▶ **Request**:
Return the records word for word, starting with the first line and stopping after the line that contains "x=115 y=807", with that line included.

▶ **Record set**:
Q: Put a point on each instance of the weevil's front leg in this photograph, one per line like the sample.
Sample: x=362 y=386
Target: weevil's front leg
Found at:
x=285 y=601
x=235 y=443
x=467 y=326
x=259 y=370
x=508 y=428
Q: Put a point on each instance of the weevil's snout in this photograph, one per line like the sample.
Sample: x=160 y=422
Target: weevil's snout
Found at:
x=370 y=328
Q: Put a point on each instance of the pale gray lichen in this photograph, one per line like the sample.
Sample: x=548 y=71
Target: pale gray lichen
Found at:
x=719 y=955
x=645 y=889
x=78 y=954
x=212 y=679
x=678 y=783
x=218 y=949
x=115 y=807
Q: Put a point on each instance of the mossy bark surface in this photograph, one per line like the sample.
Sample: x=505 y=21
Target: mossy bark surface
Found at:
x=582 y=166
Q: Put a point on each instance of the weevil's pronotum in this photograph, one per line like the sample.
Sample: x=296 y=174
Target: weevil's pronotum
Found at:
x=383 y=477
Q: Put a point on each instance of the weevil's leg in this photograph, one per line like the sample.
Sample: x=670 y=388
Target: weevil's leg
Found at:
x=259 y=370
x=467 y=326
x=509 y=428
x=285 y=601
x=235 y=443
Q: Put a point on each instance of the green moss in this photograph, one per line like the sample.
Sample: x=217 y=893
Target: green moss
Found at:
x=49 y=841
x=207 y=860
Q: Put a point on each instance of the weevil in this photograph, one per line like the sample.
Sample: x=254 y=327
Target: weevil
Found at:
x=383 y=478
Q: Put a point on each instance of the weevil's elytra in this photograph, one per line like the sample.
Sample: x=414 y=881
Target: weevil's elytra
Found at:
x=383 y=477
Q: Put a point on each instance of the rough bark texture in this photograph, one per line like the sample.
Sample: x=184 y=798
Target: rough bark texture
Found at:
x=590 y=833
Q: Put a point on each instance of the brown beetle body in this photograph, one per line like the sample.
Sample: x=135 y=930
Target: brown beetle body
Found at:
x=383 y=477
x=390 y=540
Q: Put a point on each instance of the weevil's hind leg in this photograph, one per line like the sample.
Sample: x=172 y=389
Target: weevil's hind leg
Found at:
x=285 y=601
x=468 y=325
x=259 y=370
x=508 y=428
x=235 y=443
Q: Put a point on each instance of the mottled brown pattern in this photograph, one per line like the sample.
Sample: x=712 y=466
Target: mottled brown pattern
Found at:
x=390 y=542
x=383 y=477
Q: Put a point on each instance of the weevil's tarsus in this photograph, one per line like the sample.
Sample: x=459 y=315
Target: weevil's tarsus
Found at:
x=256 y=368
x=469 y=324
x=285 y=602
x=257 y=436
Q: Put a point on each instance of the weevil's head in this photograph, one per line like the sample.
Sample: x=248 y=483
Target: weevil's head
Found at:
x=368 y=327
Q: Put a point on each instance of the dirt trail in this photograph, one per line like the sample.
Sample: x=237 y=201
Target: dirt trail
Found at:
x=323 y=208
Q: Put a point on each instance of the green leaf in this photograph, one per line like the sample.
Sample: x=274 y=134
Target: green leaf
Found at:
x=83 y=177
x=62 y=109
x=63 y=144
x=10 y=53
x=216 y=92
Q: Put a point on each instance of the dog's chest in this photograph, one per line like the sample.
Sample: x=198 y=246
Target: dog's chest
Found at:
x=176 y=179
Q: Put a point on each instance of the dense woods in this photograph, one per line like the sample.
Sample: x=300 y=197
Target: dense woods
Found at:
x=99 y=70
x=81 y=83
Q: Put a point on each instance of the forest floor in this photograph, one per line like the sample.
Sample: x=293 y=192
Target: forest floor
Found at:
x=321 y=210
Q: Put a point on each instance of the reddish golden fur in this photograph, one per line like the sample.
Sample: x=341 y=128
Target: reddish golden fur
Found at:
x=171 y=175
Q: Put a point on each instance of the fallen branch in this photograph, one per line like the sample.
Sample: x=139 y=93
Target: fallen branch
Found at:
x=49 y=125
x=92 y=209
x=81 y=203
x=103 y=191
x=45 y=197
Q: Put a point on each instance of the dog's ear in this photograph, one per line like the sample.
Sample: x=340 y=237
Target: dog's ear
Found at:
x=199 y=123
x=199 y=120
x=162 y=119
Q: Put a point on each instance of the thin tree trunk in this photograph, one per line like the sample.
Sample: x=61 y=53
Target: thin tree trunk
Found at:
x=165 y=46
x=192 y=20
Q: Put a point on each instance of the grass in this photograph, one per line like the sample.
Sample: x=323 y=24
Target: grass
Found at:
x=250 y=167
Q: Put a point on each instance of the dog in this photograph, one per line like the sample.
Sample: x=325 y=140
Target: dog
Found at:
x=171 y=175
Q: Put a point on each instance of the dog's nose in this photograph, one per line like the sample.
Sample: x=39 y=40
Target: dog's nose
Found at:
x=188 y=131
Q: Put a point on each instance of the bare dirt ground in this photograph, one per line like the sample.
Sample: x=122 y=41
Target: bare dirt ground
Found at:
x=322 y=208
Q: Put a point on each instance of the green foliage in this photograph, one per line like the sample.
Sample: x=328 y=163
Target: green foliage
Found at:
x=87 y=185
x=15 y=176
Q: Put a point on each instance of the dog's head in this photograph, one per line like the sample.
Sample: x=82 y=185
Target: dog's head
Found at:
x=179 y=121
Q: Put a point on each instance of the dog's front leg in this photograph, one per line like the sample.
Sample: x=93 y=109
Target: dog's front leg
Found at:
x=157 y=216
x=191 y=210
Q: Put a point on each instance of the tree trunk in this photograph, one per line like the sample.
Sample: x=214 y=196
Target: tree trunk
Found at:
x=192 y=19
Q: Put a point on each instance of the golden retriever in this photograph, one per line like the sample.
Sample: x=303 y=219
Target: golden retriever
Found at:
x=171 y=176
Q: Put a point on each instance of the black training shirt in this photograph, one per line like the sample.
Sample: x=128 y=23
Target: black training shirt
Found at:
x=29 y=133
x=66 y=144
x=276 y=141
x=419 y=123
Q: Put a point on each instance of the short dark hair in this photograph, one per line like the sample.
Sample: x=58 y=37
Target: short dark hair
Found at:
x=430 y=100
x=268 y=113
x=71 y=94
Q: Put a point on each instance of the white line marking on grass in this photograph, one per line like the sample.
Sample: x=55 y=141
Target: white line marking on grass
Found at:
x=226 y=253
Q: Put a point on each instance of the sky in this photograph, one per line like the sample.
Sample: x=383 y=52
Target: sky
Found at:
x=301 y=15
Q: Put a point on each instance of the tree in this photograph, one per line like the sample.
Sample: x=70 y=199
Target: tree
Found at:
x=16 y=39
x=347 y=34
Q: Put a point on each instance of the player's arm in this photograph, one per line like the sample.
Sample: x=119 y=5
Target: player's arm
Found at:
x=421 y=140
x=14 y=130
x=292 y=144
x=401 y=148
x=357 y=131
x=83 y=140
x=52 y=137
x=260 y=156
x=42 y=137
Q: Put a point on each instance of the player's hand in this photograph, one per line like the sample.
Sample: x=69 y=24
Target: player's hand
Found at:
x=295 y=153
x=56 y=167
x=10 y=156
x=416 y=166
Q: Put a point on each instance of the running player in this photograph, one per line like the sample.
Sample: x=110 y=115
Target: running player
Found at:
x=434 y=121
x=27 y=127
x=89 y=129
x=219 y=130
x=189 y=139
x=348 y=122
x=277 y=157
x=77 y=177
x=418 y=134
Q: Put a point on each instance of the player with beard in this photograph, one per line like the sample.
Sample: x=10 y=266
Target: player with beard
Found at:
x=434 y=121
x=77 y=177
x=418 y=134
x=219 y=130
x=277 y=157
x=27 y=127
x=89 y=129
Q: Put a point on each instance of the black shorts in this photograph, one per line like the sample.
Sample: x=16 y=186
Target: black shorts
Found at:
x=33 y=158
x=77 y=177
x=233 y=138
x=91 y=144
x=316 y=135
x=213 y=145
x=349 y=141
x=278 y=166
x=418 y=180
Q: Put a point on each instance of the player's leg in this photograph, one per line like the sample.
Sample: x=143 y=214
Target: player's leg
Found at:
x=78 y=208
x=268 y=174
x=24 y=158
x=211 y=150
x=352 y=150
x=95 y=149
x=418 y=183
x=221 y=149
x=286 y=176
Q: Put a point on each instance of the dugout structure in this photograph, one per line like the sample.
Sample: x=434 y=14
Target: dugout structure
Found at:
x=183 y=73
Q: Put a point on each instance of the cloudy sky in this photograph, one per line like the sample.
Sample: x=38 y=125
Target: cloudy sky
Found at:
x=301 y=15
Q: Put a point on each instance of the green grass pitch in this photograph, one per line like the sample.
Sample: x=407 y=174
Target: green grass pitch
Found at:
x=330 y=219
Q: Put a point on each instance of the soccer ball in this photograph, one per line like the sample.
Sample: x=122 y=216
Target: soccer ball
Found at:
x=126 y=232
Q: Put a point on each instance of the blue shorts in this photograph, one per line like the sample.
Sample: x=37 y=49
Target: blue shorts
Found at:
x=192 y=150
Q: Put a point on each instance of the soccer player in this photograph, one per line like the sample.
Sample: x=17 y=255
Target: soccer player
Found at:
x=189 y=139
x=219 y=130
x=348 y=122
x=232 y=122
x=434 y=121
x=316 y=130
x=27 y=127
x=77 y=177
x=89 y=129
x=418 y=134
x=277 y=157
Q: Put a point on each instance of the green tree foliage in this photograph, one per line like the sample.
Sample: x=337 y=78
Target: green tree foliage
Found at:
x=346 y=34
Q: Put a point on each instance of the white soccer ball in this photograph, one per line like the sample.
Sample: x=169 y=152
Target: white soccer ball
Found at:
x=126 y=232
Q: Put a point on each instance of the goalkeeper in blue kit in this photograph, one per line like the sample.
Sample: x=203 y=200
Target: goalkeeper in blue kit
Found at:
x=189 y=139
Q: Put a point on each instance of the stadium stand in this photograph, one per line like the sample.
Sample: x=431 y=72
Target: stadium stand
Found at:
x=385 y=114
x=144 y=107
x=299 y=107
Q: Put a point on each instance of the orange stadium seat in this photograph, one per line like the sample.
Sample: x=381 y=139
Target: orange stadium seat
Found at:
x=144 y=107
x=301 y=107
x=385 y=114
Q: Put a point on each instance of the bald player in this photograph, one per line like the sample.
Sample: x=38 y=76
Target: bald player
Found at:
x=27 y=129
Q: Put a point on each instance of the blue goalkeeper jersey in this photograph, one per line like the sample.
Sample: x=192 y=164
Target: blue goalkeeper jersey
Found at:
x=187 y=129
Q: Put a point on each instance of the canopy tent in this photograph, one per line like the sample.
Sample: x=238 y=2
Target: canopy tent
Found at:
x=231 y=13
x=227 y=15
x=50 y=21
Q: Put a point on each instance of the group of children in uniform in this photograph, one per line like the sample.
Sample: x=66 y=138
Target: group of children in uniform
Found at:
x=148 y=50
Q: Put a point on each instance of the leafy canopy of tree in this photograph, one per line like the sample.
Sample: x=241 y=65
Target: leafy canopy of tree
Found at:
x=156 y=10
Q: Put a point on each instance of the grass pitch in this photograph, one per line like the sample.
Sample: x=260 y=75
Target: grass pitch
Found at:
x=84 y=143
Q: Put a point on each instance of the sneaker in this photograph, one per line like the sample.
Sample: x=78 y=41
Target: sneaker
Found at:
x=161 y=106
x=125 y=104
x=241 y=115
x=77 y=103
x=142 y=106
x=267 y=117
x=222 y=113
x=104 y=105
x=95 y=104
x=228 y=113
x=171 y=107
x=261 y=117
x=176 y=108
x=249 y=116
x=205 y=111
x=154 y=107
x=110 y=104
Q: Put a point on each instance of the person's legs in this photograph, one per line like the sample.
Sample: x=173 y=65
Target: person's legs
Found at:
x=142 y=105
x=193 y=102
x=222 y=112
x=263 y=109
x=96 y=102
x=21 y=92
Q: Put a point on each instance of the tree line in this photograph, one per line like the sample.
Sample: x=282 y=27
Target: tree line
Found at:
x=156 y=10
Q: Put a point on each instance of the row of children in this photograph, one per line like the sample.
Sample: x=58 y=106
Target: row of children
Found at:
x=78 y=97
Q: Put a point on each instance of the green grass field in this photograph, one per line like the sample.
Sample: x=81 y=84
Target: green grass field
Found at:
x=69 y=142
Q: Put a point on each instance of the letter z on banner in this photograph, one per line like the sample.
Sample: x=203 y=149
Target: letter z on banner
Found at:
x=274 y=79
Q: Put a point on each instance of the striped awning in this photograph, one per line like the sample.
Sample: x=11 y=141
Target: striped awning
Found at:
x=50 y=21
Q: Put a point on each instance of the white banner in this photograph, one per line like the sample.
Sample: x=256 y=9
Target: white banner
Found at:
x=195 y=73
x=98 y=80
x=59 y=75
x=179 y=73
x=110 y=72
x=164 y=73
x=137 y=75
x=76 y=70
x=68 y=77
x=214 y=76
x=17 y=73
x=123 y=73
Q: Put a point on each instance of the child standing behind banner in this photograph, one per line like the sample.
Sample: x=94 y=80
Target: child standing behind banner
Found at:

▶ **Full answer**:
Q: Put a point on each instance of the weevil's front leg in this photograph, one per line like the sample.
Sample: x=362 y=386
Target: weevil's front leg
Found at:
x=285 y=601
x=235 y=443
x=467 y=326
x=259 y=370
x=508 y=428
Q: Put a point on each instance of the weevil's snout in this photograph, one per line like the sample.
Sample: x=160 y=422
Target: weevil's snout
Found at:
x=370 y=328
Q: Put a point on each instance of the pale gray lichen in this photograph, one per line like the sample.
Sample: x=548 y=71
Target: pale gray lichen
Found at:
x=719 y=955
x=645 y=889
x=78 y=954
x=212 y=679
x=678 y=783
x=218 y=949
x=115 y=807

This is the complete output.